■ **Text to read**:
You are viewing a plain text version of this content. The canonical link for it is here.
Posted to dev@tika.apache.org by Pablo Queixalos <pa...@polyspot.com> on 2011/09/22 11:34:19 UTC
HSLFExtractor & POI : Looking for better XHTML
Hi,
The XHTML output of HSLFExtractor parser is not pure XHTML, it only inserts the full text into a P[aragraph] tag (including non-html carriage returns). This behavior comes from the poor capabilities that the POI PowerPointExtractor offers.
Based on the PowerPointExtractor implementation, I rewrote the HSLFExtractor parser. This new impl produces a better XHTML but uses the org.apache.poi.hslf POI model.
- What is the philosophy of Tika parsers implementations against their dependencies ? I mean, must the HSLFExtractor implement the strict minimal code to integrate the top POI API, or it is ok to do it the way I did ?
- Is there conventions for the XHTML produced by the parsers : global formatting (ie, a <div> per page, <h1> for headers) and related CSS classes ?
I am quite new to tika-parsers, so any feedback on the rewritten HSLFExtractor will be apreciated.
Thanks,
Pablo QUEIXALOS
Developer
79, rue du Faubourg Poissonnière
75009 Paris - France
P Before printing, think about environment
This message may contain confidential or privileged information. If you are not the intended recipient, please advise the sender immediately by reply e-mail and delete this message and any attachments without retaining a copy.
RE: HSLFExtractor & POI : Looking for better XHTML
Posted by Pablo Queixalos <pa...@polyspot.com>.
Oops, attachment was dropped.
Here it is : http://dl.free.fr/mJ2N9wIBh/HSLFExtractor.java
De : Pablo Queixalos [mailto:pablo.queixalos@polyspot.com]
Envoyé : jeudi 22 septembre 2011 11:34
À : dev@tika.apache.org
Objet : HSLFExtractor & POI : Looking for better XHTML
Hi,
The XHTML output of HSLFExtractor parser is not pure XHTML, it only inserts the full text into a P[aragraph] tag (including non-html carriage returns). This behavior comes from the poor capabilities that the POI PowerPointExtractor offers.
Based on the PowerPointExtractor implementation, I rewrote the HSLFExtractor parser. This new impl produces a better XHTML but uses the org.apache.poi.hslf POI model.
- What is the philosophy of Tika parsers implementations against their dependencies ? I mean, must the HSLFExtractor implement the strict minimal code to integrate the top POI API, or it is ok to do it the way I did ?
- Is there conventions for the XHTML produced by the parsers : global formatting (ie, a <div> per page, <h1> for headers) and related CSS classes ?

■ **Task details**: Reproduce word for word everything in the HSLFExtractor thread from "I am quite new" down to "Pablo Queixalos <pa...@polyspot.com>.".

■ **Material**:
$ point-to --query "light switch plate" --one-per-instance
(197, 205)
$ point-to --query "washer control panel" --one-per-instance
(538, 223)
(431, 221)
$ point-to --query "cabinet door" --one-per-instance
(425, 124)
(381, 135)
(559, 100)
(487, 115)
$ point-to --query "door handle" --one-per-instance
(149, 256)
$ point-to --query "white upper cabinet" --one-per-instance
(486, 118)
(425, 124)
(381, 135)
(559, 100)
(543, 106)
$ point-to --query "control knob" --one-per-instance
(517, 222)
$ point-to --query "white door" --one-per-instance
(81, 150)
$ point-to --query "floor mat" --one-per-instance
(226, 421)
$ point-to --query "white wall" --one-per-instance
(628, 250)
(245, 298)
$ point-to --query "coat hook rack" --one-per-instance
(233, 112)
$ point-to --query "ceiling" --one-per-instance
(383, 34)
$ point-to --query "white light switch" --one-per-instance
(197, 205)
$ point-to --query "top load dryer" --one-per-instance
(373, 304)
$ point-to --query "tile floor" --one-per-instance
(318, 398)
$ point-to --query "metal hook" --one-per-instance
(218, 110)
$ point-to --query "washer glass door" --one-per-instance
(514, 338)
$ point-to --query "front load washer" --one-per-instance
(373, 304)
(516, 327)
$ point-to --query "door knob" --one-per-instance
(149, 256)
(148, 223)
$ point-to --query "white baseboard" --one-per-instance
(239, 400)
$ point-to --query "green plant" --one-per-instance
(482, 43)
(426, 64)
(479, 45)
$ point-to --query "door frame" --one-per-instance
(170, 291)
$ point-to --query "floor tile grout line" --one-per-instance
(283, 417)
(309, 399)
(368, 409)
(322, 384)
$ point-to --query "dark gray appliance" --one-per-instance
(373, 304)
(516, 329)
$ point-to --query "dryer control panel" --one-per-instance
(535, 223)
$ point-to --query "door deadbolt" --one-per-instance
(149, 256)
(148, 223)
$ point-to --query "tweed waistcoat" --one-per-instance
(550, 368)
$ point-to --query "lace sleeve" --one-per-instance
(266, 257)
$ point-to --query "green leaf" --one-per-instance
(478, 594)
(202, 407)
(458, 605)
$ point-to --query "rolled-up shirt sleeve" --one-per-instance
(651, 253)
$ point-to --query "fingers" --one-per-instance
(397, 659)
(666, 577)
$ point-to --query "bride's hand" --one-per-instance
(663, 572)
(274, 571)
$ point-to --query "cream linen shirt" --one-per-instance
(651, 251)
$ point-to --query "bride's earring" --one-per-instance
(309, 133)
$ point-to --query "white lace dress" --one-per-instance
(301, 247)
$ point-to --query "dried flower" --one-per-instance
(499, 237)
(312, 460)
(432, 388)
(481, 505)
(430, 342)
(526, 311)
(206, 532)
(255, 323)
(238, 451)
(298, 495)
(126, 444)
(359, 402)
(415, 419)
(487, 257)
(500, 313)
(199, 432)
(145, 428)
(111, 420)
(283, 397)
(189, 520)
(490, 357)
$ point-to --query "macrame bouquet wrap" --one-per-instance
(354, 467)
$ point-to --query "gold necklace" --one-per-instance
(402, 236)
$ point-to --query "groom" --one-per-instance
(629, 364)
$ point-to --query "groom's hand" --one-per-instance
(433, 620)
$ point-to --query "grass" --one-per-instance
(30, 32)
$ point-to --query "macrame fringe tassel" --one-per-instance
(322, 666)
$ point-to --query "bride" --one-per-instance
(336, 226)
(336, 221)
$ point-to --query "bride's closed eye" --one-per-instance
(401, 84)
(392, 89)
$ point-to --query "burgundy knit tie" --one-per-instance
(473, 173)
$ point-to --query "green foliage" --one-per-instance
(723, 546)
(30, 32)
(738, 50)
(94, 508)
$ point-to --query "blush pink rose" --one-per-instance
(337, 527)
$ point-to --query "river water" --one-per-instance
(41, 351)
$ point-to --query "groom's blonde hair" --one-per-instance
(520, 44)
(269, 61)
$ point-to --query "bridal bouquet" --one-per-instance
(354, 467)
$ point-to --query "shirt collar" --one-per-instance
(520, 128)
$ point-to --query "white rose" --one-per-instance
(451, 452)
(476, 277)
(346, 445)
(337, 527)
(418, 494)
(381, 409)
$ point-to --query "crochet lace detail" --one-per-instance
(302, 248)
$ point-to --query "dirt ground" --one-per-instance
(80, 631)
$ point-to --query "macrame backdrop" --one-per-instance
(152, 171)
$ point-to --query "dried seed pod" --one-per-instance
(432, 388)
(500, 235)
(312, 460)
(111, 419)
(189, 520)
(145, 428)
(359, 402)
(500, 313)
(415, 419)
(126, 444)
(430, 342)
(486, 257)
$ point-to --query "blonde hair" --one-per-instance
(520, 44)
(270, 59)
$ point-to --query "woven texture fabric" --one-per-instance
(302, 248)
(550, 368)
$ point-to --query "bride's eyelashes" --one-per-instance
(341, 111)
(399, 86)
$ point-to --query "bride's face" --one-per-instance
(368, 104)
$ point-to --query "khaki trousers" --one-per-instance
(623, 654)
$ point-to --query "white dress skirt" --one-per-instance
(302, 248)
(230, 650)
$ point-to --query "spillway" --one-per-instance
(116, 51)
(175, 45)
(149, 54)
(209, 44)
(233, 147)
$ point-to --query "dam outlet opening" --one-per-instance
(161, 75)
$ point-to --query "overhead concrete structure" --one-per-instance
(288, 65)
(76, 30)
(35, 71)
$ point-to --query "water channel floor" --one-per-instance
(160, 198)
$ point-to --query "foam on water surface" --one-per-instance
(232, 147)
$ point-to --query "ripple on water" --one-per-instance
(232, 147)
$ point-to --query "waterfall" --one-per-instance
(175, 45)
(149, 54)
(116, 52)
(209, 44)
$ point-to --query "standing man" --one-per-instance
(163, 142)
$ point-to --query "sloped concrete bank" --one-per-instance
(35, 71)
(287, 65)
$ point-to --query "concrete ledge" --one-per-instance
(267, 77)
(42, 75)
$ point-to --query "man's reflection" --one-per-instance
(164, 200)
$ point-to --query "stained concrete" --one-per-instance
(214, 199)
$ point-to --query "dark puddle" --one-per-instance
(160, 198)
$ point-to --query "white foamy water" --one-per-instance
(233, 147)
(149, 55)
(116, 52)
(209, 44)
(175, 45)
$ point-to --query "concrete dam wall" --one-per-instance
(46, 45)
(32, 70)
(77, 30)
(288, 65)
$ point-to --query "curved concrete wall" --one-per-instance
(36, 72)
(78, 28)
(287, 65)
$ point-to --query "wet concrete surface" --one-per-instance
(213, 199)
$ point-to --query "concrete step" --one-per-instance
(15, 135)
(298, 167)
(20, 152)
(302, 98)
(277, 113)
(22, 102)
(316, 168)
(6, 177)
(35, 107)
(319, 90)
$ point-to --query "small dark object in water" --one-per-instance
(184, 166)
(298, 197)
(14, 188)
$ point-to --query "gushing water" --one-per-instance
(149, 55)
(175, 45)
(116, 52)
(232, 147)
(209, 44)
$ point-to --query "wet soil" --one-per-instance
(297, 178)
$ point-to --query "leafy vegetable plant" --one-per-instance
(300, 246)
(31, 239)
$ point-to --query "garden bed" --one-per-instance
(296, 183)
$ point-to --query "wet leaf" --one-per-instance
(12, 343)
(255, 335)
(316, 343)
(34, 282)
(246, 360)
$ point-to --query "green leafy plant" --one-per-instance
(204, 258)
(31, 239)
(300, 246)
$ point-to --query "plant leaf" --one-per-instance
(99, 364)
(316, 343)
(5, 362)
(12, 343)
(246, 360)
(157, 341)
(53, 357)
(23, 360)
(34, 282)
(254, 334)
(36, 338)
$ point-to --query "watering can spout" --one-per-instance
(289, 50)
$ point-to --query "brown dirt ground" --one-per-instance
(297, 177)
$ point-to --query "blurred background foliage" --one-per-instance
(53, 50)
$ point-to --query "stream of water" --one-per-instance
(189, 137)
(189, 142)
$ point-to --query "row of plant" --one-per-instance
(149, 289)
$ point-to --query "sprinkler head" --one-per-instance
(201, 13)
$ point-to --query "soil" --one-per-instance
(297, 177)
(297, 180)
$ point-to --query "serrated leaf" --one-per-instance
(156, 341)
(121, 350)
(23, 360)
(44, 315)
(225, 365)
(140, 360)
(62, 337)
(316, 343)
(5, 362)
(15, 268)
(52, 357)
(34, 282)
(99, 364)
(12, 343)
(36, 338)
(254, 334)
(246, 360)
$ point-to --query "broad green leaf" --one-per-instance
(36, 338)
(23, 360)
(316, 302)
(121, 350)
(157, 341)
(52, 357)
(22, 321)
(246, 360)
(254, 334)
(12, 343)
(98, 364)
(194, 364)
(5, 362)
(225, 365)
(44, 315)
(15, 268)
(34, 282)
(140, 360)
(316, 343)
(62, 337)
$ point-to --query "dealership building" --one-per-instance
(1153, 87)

■ **Solution for this problem**:
I am quite new to tika-parsers, so any feedback on the rewritten HSLFExtractor will be apreciated.
Thanks,
Pablo QUEIXALOS
Developer
79, rue du Faubourg Poissonnière
75009 Paris - France
P Before printing, think about environment
This message may contain confidential or privileged information. If you are not the intended recipient, please advise the sender immediately by reply e-mail and delete this message and any attachments without retaining a copy.
RE: HSLFExtractor & POI : Looking for better XHTML
Posted by Pablo Queixalos <pa...@polyspot.com>.